---------- INPUT RECORDS
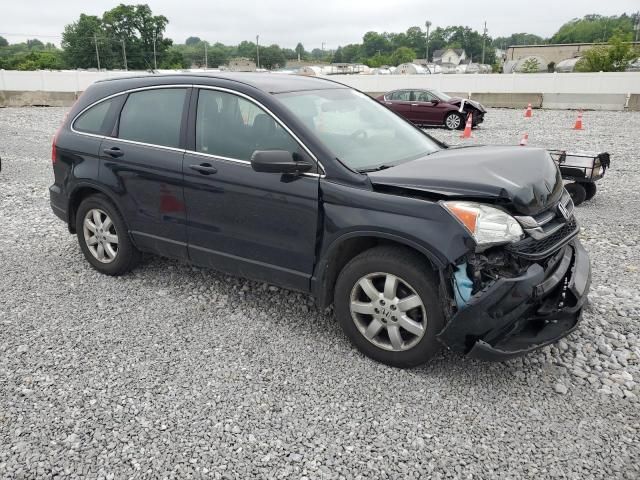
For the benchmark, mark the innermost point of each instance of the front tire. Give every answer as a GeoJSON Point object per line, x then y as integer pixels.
{"type": "Point", "coordinates": [386, 301]}
{"type": "Point", "coordinates": [454, 121]}
{"type": "Point", "coordinates": [104, 238]}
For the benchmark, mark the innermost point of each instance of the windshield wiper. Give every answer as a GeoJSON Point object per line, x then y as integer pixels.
{"type": "Point", "coordinates": [375, 169]}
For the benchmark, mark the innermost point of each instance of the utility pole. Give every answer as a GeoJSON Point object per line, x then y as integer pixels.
{"type": "Point", "coordinates": [426, 53]}
{"type": "Point", "coordinates": [258, 51]}
{"type": "Point", "coordinates": [155, 62]}
{"type": "Point", "coordinates": [484, 38]}
{"type": "Point", "coordinates": [124, 55]}
{"type": "Point", "coordinates": [95, 40]}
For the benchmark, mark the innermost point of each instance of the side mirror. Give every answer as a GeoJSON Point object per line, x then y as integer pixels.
{"type": "Point", "coordinates": [278, 161]}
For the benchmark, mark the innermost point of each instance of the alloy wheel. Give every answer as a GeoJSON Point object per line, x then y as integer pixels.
{"type": "Point", "coordinates": [388, 312]}
{"type": "Point", "coordinates": [100, 235]}
{"type": "Point", "coordinates": [453, 122]}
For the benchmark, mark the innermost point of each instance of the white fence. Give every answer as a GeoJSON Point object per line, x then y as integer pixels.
{"type": "Point", "coordinates": [597, 83]}
{"type": "Point", "coordinates": [581, 83]}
--------------------
- _EXERCISE INSTRUCTIONS_:
Please rescale the data above, starting at the line that contains "of the side" and ending at the last line of the data. Give every line in that stretch again, changing only the point coordinates, which are multiplied by 0.95 and rounded to whole numbers with halves rounded up.

- _THE REPLY_:
For the benchmark, mark the innermost point of each instance of the side mirror. Give every answer as a GeoJSON Point object per line, x then y as integer pixels.
{"type": "Point", "coordinates": [264, 153]}
For the benchmark, mark the innermost point of each instance of the alloy wheel. Give every answer as a GeoJSON Point object per line, x then y as integer pixels.
{"type": "Point", "coordinates": [369, 296]}
{"type": "Point", "coordinates": [95, 223]}
{"type": "Point", "coordinates": [430, 116]}
For the benchmark, mark the innermost point of each instance of the white fence. Give every answer as a GeoJSON Point object per line, x then y as integer pixels.
{"type": "Point", "coordinates": [567, 79]}
{"type": "Point", "coordinates": [552, 79]}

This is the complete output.